-- START OF Text extract --
By Anthony Jarvie, PANNAR SEED

PAN 123 is a small white canning bean that entered the commercial market in 2010 and has gradually come to dominate this sector of the market completely. Farmers producing the grain and canning companies that process the beans appreciate the variety for entirely different reasons. Canners are also driven by quality and yield, but from a different angle to farmers. Belief in the variety from both sides of the production chain adds robustness and it is part of the reason why the variety has endured in the market for an extended period.

Canning

Teebus was a variety developed in the early 1980s that became the foundation on which the South African canning market has developed. Factories and processes were optimised on the characteristics of this variety and it became the norm for over 25 years. Throughout, canners remained happy with the variety, but farmers increasingly needed yield improvements to compete with other crops in the rotation. PAN 123 was developed very much in the mould of Teebus, designed to significantly improve yield, but not stray too far from entrenched culinary qualities.

Moisture up-take, commonly measured as a hydration ratio, is one of the elements that drives canning yield. The more water a bean absorbs in the canning process, the fewer beans it takes to fill a can. There is a delicate balance between canning yield and quality though, because very high moisture uptake is associated with poor culinary quality. Beans need to absorb moisture whilst remaining intact, without becoming mushy in the cooking process or leaching starches into the sauce causing it to congeal into clumps. PAN 123 produces a consistent quality canned product, where the individual beans remain intact in the sauce and have a firm mouthfeel when consumed.
-- END OF Text extract --
-- START OF Provided information --
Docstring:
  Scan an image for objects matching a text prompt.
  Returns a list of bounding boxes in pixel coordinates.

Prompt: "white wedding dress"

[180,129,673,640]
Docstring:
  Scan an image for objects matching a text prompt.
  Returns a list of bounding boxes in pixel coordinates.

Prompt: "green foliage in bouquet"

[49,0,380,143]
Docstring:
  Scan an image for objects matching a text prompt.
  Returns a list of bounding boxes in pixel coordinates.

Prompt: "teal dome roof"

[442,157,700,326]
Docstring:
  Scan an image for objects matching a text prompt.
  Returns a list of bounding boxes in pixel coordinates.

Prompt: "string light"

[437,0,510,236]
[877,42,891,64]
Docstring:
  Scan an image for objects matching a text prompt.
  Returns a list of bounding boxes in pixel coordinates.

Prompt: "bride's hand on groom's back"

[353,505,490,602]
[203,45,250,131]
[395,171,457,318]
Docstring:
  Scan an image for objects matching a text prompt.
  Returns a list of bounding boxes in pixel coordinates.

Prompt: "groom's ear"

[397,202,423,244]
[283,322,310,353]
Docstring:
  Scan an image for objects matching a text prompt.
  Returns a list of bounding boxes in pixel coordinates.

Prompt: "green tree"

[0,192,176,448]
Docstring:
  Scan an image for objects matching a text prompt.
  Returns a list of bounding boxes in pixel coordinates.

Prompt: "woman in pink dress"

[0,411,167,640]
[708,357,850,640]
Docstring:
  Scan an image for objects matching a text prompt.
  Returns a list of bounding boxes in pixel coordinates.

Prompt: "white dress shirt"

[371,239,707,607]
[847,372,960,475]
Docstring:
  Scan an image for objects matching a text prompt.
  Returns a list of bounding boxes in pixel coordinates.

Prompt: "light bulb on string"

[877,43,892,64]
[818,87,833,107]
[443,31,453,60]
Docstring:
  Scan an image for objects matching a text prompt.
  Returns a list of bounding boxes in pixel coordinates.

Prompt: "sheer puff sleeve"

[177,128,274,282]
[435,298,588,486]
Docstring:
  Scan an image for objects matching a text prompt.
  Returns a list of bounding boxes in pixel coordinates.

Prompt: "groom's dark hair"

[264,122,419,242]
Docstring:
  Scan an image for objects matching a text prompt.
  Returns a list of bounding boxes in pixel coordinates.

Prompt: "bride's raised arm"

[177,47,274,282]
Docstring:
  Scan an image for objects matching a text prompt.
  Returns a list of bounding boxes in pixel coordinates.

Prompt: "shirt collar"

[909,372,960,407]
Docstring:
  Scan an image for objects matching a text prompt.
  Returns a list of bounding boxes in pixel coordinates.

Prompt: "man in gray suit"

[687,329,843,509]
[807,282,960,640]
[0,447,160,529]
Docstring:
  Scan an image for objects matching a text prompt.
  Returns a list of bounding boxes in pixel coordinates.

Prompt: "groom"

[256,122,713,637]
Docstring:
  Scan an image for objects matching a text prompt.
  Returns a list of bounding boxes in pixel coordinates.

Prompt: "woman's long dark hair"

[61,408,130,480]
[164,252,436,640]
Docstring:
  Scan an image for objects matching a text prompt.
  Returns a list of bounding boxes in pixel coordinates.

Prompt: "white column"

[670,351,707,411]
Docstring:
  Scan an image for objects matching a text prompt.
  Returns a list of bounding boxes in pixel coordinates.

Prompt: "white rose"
-- END OF Provided information --
■ Requirements ■
- a) Decide whether each statement agrees with the canning bean text. Answer yes or no and quote the deciding words: (i) PAN 123 entered the commercial market in 2010. (ii) Teebus was developed in the early 1990s. (iii) Very high moisture uptake is linked to poor culinary quality.
- b) Please express everything in the listing, from its first line down to the line containing "[442,157,700,326]", as a numbered list, leaving out blank lines.

■ Complete answers ■
- a)
(i) Yes: "entered the commercial market in 2010"
(ii) No: "Teebus was a variety developed in the early 1980s"
(iii) Yes: "very high moisture uptake is associated with poor culinary quality"

- b)
1. Docstring:
2.   Scan an image for objects matching a text prompt.
3.   Returns a list of bounding boxes in pixel coordinates.
4. Prompt: "white wedding dress"
5. [180,129,673,640]
6. Docstring:
7.   Scan an image for objects matching a text prompt.
8.   Returns a list of bounding boxes in pixel coordinates.
9. Prompt: "green foliage in bouquet"
10. [49,0,380,143]
11. Docstring:
12.   Scan an image for objects matching a text prompt.
13.   Returns a list of bounding boxes in pixel coordinates.
14. Prompt: "teal dome roof"
15. [442,157,700,326]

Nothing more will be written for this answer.